◆ Your instructions: Please give back only the lines starting at the one containing "In this picture, where can the flower bud" and ending at the one containing "In this picture, where can the five-petaled", switching "instance" to "occurrence" and leaving everything else unchanged.

◆ Data for this task:
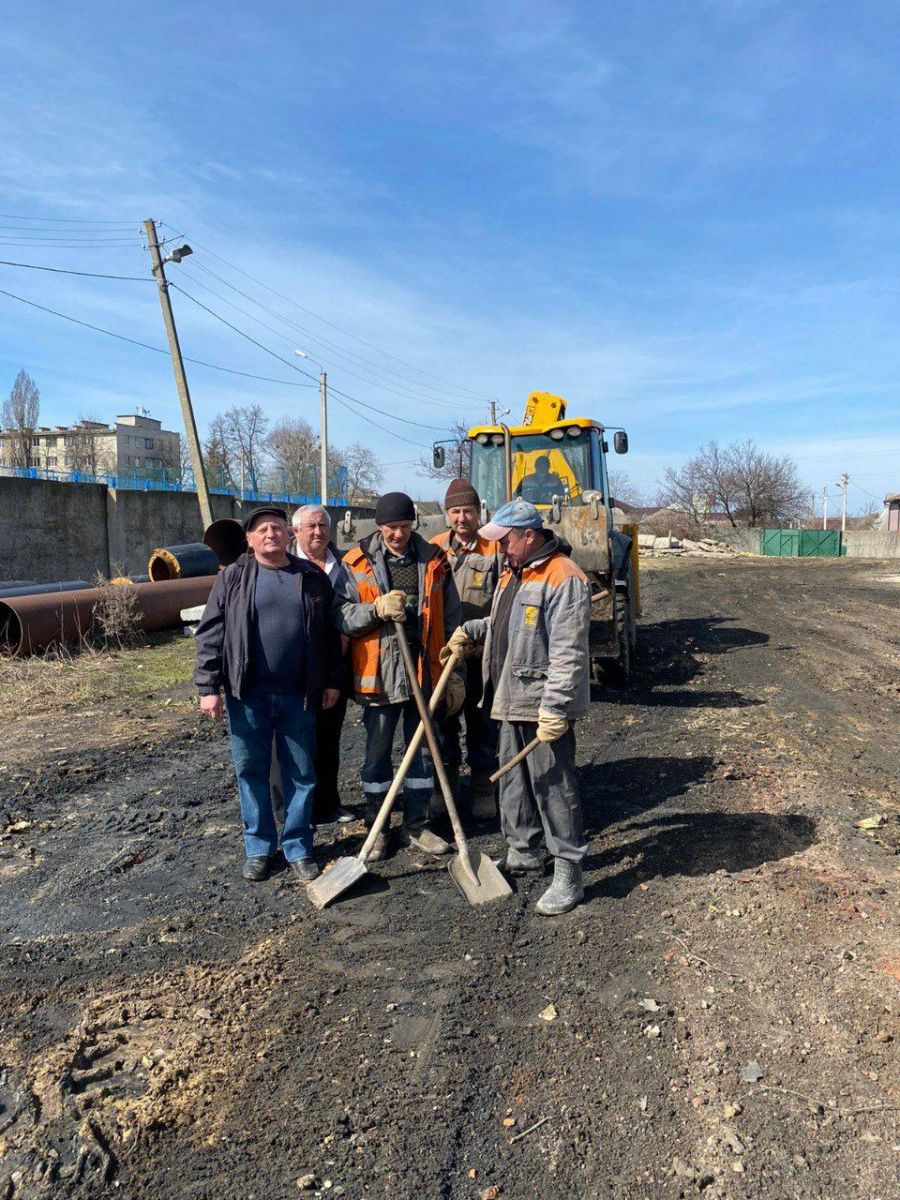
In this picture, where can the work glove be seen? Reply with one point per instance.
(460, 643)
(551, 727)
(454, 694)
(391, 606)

==

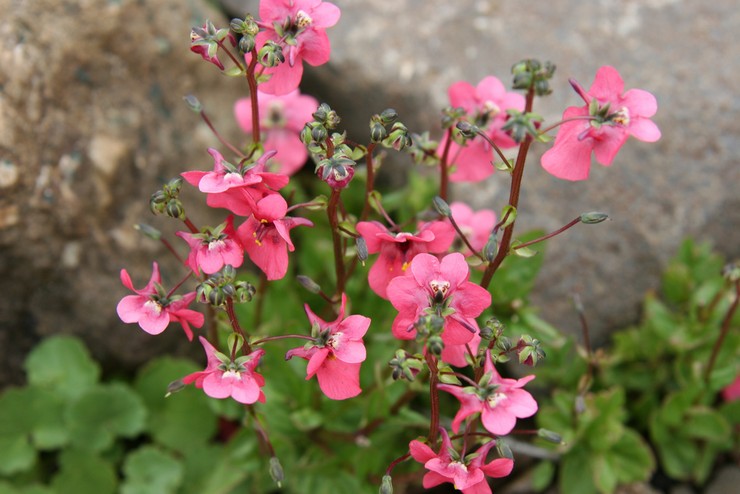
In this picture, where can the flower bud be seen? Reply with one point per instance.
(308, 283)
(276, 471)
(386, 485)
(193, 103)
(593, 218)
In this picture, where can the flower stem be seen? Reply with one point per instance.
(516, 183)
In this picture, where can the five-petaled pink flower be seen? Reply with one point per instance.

◆ Task solution:
In this picture, where can the flower bud be seen? Reply with one point per occurrence.
(308, 283)
(276, 471)
(386, 485)
(193, 103)
(593, 218)
In this picture, where can the flower stem be seen? Reply with one point per occurrence.
(516, 183)
In this picture, where can the five-petaled pink flower be seen? Reply with one point per occurrence.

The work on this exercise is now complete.